- _Instructions for the task_: Pick up the market news report on Asian stocks and write what comes next after its last sentence.

- _Given passage_:

- Opening Delimiter -

S&P 500 closed near its session highs; dollar holds declines
Chinese equities snap rally, with tech shares declining most
A gauge of Asian stocks climbed, following the S&P 500 higher as investors await US midterm elections and inflation data later this week. Chinese shares fell. Japanese equities led gains in the region, while US and European futures edged lower. Technology companies were the biggest losers among Chinese shares, halting their recent rally, as investors considered a jump in virus infections and official comments defending Covid-Zero.
Markets are focused on the elections later Tuesday for potential gridlock in government, which historically has been good for US stocks, and on the consumer price print Thursday for its impact on Federal Reserve interest-rate hikes. The Bloomberg Dollar Spot Index was little changed after recent declines. The gauge fell 0.4% Monday, extending the 1.7% loss from Friday, which was its worst day since March 2020.
The inflation reading is coming after the core consumer price index rose more than forecast to a 40-year high in September. Even if prices begin to moderate, the CPI is far above the Fed’s comfort zone. “Inflation is going up. It may be coming down periodically. But it’s going up,” Richard Harris, chief executive of Port Shelter Investment Management, said on Bloomberg Television. “The market is kind of uncertain — it’s hoping for the best but really should be preparing for the worst.”

- Closing Delimiter -

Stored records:
- Opening Delimiter -

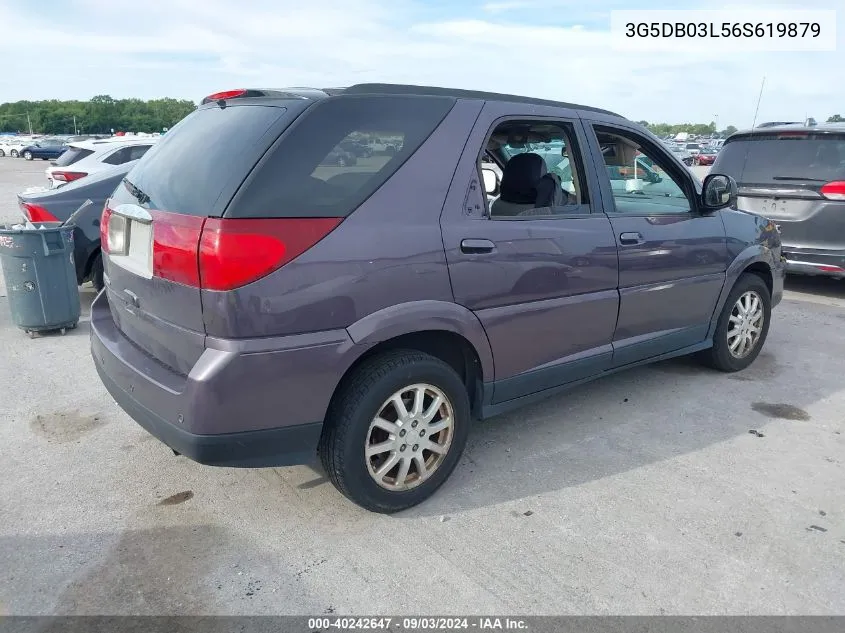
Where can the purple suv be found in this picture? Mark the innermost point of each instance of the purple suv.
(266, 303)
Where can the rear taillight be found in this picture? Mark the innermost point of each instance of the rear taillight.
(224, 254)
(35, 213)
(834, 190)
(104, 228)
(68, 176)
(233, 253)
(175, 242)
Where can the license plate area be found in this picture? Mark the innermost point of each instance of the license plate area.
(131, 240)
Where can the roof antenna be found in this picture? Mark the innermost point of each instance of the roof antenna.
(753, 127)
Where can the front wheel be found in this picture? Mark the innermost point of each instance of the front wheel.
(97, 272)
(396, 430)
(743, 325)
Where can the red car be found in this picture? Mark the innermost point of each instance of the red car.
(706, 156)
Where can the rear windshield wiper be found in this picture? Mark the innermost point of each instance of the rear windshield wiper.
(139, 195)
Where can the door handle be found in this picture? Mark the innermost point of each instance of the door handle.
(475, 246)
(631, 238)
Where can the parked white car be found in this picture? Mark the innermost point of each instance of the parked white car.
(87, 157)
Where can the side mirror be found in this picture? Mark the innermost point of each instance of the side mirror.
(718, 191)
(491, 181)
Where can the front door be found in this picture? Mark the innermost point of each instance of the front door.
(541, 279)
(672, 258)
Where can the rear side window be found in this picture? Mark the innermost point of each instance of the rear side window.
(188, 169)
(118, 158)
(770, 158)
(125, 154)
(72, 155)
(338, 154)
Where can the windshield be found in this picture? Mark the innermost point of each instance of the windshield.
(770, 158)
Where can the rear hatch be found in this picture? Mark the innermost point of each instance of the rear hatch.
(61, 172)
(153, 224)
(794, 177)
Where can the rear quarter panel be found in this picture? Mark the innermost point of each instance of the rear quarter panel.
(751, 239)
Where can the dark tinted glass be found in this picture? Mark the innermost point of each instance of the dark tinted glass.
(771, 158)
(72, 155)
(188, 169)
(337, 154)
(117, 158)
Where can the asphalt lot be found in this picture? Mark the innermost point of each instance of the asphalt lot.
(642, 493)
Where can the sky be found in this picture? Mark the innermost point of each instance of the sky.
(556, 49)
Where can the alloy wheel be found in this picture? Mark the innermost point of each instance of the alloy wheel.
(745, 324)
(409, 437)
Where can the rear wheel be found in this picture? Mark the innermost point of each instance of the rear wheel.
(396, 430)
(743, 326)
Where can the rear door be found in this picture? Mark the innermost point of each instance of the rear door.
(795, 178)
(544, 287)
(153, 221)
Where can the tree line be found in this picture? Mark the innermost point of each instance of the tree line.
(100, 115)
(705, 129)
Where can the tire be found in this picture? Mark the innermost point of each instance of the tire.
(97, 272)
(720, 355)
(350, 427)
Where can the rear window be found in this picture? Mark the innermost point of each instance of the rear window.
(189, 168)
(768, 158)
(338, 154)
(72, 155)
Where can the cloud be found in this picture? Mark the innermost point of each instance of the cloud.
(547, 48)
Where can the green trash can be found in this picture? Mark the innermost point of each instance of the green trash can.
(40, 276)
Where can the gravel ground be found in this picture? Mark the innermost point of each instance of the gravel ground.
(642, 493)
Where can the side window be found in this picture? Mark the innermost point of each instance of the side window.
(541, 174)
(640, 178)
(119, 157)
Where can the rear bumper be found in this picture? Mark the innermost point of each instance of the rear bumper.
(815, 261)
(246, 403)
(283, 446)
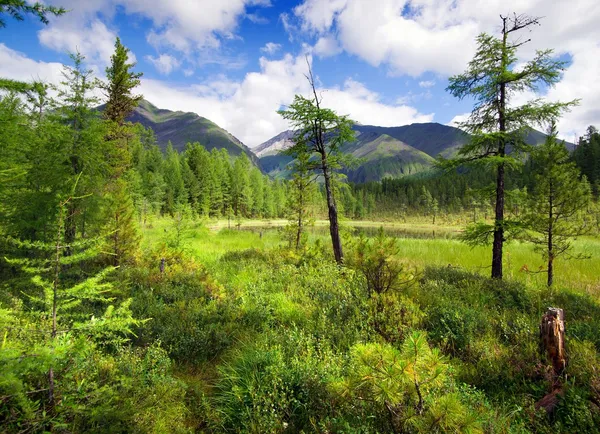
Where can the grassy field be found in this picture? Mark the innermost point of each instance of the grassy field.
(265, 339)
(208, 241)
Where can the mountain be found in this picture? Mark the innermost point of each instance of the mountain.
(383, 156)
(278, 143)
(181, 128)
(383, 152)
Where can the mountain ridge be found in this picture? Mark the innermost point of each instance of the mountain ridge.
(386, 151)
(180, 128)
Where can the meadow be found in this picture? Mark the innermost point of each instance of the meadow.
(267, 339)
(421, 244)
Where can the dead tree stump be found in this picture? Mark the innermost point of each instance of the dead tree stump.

- Closing Delimiter -

- _Response area_:
Yet opinion is divided on the broad outlook for markets and the economies. Goldman Sachs Group Inc.’s top economist said there was still a “very plausible” path for the US economy to avoid a recession. JPMorgan Chase & Co.’s Marko Kolanovic warned of the risk to stocks from ongoing Fed hawkishness, and Morgan Stanley’s Mike Wilson said companies will need to aggressively shrink expenses, including through layoffs, before he becomes more optimistic on US equities.
Treasury yields headed higher while benchmark Australian and New Zealand government bond yields gained more than 10 basis points. Japan’s benchmark 10-year bond yields were stuck at the 0.25% upper limit of the central bank’s target range as trading dried up.
The Bank of Japan has been scooping up so many 10-year bonds there may soon be little left to buy. It held 73% of 10-year government notes with a residual maturity of at least seven years as of end-October, according to data compiled by Bloomberg.
Meanwhile, swaps markets are leaning toward a 50 basis-point Fed rate increase in December, after a fourth consecutive jumbo hike to a target range of 3.75% to 4% at last week’s meeting. Rates are expected to peak slightly above 5% around mid-2023.